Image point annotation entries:
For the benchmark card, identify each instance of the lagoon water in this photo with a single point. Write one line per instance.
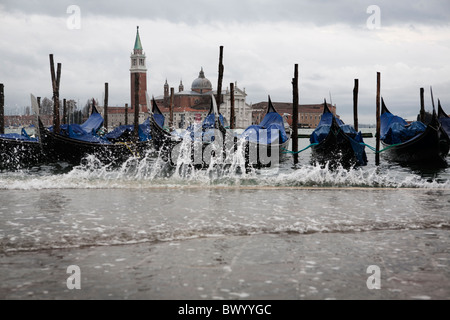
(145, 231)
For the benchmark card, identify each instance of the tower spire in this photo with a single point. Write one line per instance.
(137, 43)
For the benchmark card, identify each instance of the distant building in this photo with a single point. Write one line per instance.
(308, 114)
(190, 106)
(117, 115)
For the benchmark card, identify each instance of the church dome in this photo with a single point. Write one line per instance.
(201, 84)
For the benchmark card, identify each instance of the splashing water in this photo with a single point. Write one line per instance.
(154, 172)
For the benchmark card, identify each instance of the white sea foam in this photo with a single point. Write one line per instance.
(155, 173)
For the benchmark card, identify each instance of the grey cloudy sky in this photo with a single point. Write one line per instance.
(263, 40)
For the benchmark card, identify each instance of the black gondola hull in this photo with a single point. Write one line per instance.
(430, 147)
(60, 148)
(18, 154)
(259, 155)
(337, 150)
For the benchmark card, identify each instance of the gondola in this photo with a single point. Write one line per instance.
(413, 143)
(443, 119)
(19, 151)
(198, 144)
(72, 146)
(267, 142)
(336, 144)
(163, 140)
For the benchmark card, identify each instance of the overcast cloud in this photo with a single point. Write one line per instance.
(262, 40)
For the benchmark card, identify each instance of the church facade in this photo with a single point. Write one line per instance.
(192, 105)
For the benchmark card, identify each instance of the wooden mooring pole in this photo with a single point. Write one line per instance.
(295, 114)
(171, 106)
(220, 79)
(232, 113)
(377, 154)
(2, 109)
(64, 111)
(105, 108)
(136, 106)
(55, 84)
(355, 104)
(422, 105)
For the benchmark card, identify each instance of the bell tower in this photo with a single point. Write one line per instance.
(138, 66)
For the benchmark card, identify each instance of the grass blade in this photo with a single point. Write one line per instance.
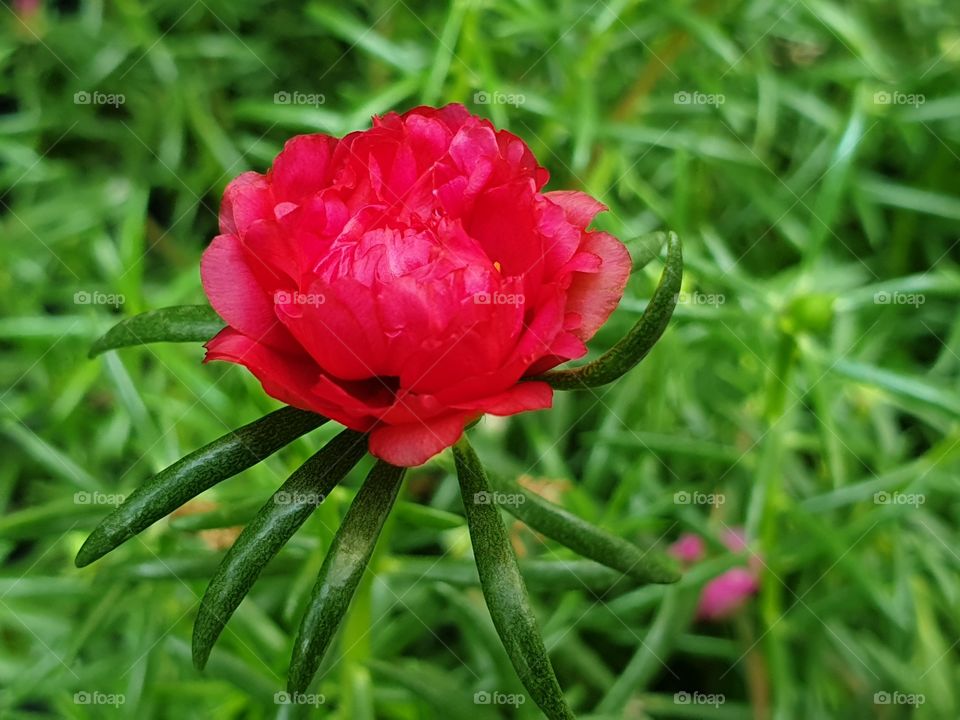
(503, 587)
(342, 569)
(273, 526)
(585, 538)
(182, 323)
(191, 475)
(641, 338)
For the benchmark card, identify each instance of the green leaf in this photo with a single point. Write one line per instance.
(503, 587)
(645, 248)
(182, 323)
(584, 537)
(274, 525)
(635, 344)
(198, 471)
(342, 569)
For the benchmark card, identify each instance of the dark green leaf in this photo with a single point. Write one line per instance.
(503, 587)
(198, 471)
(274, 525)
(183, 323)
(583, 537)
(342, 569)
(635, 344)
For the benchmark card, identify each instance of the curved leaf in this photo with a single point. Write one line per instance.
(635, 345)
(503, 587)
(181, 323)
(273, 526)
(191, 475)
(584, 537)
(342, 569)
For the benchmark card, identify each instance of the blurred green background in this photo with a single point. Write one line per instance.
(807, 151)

- TASK REQUIREMENTS
Each record should be quoted exactly, with the images omitted.

- EXPECTED ANSWER
For the benchmark card, identify each instance of the lagoon water in this photo with a single point. Write one line per instance.
(145, 231)
For the benchmark card, identify each instance of the tower spire in this photo with a single point. Write one line per instance.
(137, 43)
For the benchmark card, identify each instance of the distant building in this photo with a single point. Write one line per instance.
(308, 114)
(190, 106)
(117, 115)
For the benchmark card, identify each instance of the church dome in this photo with a single point. Write one line per instance.
(201, 84)
For the benchmark card, identify each instance of the splashing water in this photo with a single point. Write one line per instance.
(154, 172)
For the benchmark card, identify each instance of the white sea foam in this photo with a single point. Write one line per instance.
(155, 173)
For the benchmark card, identify each instance of the grey cloudy sky in this photo with a single point. Write one line per instance.
(263, 40)
For the benchmark card, identify each instance of the black gondola hull in this photo with a single point. Write one line per instance.
(430, 147)
(60, 148)
(18, 154)
(259, 155)
(337, 150)
For the benchmark card, identify each instance of the gondola in this photo with a single point. Write one line per instance.
(413, 143)
(443, 119)
(19, 151)
(198, 144)
(72, 146)
(267, 142)
(336, 144)
(163, 140)
For the benchmark card, identify each instance of the overcast cloud in this photo with a single point. Write one line per instance.
(262, 40)
For the benchmark card, identify each instance of the church facade in this photo with a single point. Write one line per instance.
(192, 105)
For the benchmark card, identify each instance of the wooden mooring pole in this photo with a single point. Write one line per instance.
(295, 114)
(171, 106)
(220, 79)
(232, 113)
(377, 154)
(2, 109)
(64, 111)
(105, 108)
(136, 106)
(55, 84)
(355, 104)
(422, 105)
For the benchmark card, identify each instance of the bell tower in this photo with a single point. Write one line per instance.
(138, 66)
For the benchmark card, identify each instance of the grass blade in this photo with a single point. Write one line per instance.
(503, 587)
(342, 569)
(273, 526)
(585, 538)
(182, 323)
(191, 475)
(641, 338)
For the benchmark card, identify each instance of the green leaf in this photo with a single point. Write one line per instance.
(503, 587)
(645, 248)
(182, 323)
(584, 537)
(274, 525)
(635, 344)
(198, 471)
(342, 569)
For the benchmark card, identify each instance of the dark green leaf in this photo with a single point. Write one line per instance.
(503, 587)
(198, 471)
(274, 525)
(183, 323)
(583, 537)
(342, 569)
(635, 344)
For the benchmark card, identify each instance of the curved leaf in this photo with a single point. Write one line per instance.
(635, 345)
(503, 587)
(181, 323)
(273, 526)
(191, 475)
(584, 537)
(342, 569)
For the benchmark card, identify each instance of the blurred green background in this photo with a single point. Write one line per instance.
(807, 151)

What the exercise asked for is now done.